__SHORT TASK__: Report how many lines of the records contain the word "moon", giving only the number.

__GIVEN ENTRIES__:

*-*-*

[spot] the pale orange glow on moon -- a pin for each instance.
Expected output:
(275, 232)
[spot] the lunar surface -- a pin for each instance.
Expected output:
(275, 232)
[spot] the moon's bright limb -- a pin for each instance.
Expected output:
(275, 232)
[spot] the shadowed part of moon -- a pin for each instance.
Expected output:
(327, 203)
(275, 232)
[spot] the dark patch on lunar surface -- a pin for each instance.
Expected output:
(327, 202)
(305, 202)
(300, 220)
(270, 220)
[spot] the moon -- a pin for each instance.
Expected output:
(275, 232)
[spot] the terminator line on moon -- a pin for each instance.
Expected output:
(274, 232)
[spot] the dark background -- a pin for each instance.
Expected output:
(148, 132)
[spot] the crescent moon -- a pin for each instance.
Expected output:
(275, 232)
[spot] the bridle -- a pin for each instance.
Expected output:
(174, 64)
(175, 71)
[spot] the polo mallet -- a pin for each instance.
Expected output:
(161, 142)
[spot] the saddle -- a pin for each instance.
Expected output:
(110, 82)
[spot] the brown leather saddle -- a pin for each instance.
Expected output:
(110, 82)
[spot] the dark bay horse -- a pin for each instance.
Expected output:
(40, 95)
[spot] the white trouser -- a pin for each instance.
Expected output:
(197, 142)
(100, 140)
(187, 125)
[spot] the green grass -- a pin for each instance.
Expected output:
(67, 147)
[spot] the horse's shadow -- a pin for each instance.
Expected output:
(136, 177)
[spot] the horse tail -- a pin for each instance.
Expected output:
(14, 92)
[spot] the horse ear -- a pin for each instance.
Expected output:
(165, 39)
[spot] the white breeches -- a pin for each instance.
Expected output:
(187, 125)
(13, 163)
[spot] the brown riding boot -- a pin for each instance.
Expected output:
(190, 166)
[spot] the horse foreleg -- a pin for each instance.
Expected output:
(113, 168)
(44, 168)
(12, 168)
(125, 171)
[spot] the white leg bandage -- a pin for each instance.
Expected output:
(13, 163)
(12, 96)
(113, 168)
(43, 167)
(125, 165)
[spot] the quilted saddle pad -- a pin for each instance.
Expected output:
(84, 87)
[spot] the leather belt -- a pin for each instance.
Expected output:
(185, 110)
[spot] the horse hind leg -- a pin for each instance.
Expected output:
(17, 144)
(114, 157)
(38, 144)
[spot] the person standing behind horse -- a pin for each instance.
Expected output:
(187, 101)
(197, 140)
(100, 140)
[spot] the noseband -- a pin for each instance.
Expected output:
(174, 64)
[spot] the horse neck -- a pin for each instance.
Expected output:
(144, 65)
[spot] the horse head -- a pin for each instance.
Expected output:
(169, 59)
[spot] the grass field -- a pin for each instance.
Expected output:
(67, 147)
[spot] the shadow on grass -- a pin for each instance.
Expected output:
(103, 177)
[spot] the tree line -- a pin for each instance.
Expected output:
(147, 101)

*-*-*

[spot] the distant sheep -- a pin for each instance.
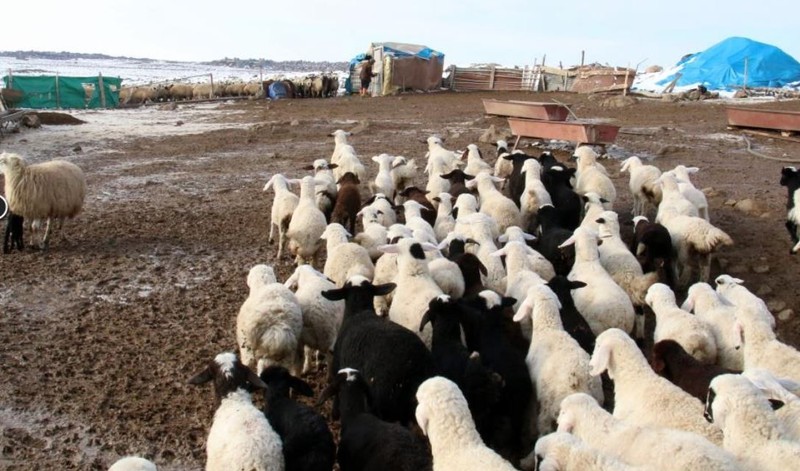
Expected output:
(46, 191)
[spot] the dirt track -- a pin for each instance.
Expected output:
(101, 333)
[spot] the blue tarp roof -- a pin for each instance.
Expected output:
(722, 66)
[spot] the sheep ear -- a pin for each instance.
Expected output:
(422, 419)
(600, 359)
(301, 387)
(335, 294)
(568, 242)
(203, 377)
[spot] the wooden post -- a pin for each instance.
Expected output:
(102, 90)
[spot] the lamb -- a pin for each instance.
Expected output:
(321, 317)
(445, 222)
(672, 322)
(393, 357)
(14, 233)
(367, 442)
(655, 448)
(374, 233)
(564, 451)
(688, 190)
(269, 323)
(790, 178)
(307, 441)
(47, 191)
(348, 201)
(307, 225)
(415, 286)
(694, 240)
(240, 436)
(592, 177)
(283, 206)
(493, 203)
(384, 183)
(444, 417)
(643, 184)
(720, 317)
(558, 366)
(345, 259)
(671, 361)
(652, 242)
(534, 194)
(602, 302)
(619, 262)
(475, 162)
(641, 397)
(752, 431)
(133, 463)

*-*-*

__ANSWER TO THIS TASK__: 6